-- Exercise --
Rewrite everything from the line containing "Task: identify the terraced" down to the end of the records, changing "hillside" to "mountainside" and leaving all else as it is.

-- Data excerpts --
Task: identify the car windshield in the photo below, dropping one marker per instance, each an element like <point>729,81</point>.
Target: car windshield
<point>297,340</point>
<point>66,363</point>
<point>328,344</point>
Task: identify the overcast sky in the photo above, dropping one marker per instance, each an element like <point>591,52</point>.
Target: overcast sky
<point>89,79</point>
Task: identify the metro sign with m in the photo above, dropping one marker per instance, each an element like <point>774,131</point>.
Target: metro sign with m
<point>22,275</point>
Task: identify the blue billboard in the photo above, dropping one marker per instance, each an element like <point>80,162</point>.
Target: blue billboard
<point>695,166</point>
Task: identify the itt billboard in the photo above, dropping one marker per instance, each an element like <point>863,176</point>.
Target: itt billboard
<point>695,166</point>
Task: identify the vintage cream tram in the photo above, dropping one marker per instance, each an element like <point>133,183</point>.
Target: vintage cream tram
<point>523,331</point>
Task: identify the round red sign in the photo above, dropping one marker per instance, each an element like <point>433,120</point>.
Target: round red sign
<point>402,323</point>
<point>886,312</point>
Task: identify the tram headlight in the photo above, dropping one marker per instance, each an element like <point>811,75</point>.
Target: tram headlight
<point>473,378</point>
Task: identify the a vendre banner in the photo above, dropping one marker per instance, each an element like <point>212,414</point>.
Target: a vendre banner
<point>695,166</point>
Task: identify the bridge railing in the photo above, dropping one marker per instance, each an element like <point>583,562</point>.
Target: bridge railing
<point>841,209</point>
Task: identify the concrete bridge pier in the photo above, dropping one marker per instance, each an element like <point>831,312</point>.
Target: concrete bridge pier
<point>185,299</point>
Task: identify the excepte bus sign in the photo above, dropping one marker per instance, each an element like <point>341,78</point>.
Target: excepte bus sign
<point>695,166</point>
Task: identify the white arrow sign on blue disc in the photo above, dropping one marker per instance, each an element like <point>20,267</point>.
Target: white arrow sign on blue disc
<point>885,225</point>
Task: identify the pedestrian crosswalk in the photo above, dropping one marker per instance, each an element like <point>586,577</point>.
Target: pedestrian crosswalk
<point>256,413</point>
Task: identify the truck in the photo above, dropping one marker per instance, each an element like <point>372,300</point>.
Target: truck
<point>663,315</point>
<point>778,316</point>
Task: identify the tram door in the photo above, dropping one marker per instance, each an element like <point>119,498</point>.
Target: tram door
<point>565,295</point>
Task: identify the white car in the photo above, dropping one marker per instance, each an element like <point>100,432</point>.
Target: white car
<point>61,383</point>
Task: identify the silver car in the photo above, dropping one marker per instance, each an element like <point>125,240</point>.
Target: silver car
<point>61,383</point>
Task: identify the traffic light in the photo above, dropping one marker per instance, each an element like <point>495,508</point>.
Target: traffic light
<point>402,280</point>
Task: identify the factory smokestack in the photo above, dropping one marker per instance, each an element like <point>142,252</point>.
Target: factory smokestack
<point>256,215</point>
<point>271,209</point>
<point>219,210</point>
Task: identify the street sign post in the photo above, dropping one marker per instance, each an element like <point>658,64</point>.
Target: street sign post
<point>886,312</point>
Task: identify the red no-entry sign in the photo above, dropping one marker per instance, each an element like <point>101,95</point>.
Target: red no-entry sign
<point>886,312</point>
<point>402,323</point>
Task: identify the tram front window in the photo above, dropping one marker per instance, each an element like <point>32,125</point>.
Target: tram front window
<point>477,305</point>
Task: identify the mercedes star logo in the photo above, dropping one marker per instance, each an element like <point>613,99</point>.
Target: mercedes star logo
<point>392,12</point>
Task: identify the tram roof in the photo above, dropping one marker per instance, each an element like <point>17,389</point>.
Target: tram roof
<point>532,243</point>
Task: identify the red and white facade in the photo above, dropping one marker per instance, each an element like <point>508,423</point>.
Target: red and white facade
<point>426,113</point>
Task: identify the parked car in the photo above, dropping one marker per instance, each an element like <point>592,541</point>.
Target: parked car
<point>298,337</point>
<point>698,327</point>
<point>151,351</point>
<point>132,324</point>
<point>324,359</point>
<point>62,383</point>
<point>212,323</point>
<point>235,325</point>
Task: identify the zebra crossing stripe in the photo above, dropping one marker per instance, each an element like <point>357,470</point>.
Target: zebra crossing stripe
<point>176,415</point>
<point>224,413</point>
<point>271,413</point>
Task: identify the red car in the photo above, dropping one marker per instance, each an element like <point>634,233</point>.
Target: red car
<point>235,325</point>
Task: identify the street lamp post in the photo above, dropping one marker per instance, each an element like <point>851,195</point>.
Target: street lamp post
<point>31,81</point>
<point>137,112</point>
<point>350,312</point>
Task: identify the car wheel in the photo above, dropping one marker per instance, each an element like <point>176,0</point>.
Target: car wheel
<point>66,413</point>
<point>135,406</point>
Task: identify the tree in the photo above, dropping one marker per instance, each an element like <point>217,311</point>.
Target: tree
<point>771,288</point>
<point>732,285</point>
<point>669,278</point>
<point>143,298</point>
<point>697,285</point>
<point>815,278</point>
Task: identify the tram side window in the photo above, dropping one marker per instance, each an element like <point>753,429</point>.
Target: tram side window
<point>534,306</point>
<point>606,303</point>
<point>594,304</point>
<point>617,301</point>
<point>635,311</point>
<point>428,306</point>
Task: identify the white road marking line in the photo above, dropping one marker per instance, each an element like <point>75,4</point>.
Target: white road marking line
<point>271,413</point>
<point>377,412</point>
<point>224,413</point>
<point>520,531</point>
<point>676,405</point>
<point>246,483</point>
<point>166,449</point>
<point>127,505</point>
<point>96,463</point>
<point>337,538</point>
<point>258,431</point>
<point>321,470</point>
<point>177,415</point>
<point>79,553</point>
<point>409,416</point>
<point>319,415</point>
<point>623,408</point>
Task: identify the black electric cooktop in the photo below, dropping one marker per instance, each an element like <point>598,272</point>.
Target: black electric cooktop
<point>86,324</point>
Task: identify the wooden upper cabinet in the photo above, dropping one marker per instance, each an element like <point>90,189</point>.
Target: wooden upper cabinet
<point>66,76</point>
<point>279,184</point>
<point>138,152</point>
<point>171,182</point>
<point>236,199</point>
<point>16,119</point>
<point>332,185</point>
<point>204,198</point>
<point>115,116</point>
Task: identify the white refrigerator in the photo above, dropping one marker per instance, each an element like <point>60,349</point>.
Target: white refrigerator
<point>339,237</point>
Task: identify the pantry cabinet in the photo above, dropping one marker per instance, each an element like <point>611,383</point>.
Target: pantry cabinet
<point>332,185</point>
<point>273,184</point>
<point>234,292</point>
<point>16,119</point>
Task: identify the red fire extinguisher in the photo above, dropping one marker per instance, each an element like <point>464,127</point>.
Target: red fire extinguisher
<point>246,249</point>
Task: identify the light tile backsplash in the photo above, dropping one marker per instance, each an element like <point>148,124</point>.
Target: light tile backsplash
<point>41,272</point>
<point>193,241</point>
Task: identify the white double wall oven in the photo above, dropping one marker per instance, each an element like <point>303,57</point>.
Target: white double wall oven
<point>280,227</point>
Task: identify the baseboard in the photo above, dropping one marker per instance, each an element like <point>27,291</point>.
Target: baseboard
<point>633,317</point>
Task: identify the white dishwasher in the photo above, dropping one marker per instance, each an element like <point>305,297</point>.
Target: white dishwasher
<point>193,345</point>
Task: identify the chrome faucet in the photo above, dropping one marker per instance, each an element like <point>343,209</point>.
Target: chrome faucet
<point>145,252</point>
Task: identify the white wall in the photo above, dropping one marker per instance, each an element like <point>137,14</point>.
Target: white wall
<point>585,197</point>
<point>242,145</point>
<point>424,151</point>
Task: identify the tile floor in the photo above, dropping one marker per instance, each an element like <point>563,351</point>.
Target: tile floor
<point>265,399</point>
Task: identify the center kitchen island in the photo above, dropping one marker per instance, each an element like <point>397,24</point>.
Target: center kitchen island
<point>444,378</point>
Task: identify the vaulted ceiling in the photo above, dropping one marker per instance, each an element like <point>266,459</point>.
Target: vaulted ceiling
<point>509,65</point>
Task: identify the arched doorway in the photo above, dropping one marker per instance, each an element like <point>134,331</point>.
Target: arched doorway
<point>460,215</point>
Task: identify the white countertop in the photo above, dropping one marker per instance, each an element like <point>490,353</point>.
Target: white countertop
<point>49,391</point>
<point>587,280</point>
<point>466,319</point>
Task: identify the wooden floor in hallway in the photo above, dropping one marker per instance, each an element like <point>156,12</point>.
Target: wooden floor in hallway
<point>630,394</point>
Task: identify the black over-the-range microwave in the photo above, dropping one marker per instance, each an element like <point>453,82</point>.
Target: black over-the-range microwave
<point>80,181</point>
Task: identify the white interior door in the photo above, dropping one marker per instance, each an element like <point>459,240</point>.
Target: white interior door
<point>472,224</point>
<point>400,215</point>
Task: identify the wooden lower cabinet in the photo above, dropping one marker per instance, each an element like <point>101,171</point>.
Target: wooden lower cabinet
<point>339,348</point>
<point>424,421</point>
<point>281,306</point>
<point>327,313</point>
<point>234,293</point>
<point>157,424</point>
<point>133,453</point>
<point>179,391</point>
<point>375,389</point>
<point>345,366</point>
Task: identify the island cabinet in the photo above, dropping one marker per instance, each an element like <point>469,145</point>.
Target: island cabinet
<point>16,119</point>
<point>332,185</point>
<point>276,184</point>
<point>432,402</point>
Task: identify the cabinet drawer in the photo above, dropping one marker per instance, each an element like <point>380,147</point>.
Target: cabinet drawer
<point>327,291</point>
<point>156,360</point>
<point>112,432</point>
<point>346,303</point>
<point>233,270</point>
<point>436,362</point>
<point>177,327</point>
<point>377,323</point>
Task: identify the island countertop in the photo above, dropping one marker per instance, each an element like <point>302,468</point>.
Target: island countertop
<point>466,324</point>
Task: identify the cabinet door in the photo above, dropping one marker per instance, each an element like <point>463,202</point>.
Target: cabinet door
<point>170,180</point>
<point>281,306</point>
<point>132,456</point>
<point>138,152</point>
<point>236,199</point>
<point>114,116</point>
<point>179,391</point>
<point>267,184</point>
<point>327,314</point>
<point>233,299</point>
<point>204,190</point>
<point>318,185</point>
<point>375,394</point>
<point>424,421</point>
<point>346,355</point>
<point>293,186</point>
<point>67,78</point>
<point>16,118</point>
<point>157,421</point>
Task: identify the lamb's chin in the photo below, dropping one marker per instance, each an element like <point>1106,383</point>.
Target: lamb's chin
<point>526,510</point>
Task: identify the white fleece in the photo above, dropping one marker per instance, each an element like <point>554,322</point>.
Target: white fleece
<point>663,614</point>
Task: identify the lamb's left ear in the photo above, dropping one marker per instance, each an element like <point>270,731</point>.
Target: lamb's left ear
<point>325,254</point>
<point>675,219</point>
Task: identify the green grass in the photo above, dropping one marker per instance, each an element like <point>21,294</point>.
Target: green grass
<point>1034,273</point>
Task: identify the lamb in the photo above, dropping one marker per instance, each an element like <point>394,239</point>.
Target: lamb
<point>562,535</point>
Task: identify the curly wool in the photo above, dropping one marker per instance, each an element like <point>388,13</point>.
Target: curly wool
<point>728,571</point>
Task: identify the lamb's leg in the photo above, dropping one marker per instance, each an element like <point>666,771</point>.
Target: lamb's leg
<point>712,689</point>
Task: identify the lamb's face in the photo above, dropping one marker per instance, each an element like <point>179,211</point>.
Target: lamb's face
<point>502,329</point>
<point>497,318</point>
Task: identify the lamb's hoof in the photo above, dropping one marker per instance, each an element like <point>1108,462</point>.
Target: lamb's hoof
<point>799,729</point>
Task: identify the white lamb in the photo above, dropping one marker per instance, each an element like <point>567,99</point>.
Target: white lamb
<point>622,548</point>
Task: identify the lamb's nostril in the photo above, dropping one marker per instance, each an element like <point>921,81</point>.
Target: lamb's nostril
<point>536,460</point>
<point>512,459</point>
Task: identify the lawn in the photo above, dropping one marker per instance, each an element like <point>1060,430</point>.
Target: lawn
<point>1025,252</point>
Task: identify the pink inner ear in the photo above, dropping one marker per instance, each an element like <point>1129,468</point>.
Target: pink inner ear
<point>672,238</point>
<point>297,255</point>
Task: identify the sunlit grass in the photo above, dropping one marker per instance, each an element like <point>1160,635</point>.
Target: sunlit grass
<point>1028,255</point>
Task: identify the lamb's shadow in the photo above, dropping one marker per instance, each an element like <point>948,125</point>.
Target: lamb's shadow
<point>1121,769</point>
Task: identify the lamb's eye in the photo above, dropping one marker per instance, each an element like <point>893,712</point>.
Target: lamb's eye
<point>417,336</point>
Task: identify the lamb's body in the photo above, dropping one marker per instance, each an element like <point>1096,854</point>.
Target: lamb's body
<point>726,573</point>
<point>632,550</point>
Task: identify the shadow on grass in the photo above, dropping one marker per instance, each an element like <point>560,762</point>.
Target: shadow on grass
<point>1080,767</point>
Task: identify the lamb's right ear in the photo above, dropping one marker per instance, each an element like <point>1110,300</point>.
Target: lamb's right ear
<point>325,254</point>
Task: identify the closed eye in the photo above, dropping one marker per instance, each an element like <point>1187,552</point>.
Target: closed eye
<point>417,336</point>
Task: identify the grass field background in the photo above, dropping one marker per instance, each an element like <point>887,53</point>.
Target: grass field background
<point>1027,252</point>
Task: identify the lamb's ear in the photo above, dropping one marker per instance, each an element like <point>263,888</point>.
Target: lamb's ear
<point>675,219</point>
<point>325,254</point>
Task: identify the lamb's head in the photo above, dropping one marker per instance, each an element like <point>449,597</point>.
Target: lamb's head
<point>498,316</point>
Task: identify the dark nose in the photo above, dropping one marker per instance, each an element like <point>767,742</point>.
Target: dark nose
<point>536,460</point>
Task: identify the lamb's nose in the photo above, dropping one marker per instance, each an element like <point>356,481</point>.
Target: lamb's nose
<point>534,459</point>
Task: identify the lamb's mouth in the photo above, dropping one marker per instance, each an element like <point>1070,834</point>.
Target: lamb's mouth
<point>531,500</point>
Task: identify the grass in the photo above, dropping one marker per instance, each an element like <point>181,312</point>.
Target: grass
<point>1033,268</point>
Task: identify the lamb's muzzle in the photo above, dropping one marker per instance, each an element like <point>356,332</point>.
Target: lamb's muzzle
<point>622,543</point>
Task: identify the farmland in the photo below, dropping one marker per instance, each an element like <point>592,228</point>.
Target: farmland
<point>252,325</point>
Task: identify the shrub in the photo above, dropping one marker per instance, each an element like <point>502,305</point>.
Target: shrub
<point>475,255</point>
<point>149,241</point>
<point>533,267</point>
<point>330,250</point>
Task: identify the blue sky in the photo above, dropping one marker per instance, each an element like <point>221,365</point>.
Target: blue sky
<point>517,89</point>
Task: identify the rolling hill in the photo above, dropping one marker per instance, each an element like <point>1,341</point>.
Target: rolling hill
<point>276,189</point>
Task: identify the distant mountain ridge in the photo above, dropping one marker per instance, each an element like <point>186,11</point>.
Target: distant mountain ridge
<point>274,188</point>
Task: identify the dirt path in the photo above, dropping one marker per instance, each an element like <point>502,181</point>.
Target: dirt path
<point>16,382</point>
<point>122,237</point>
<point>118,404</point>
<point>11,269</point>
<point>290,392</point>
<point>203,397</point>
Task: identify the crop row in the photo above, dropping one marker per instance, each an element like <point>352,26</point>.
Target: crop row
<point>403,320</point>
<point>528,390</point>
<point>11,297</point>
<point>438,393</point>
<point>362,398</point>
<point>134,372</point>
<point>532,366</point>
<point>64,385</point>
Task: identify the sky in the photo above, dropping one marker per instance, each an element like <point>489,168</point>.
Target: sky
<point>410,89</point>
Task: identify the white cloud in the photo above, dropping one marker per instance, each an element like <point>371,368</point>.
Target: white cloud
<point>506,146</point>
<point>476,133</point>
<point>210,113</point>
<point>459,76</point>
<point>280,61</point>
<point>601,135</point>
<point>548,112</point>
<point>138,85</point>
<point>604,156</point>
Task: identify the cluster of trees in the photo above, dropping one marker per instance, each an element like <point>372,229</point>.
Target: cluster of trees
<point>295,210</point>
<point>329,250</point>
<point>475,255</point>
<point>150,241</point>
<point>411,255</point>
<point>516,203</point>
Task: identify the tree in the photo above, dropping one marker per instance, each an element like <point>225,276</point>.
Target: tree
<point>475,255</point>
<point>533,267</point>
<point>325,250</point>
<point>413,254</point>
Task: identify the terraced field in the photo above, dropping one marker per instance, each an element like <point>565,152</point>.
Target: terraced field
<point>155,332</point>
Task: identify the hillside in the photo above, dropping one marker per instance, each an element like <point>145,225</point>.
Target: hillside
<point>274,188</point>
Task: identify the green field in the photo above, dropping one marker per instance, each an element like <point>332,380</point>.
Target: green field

-- Finished task --
Task: identify the terraced field in the photo above, dropping one marker per instance, each an element like <point>565,152</point>.
Target: terraced field
<point>155,332</point>
Task: identify the mountainside in the photo above, dropping one marker per instance, each an element like <point>145,225</point>.
Target: mountainside
<point>274,188</point>
Task: identify the green field in the photo above, dropping one marker per instance, each an element like <point>332,380</point>.
Target: green field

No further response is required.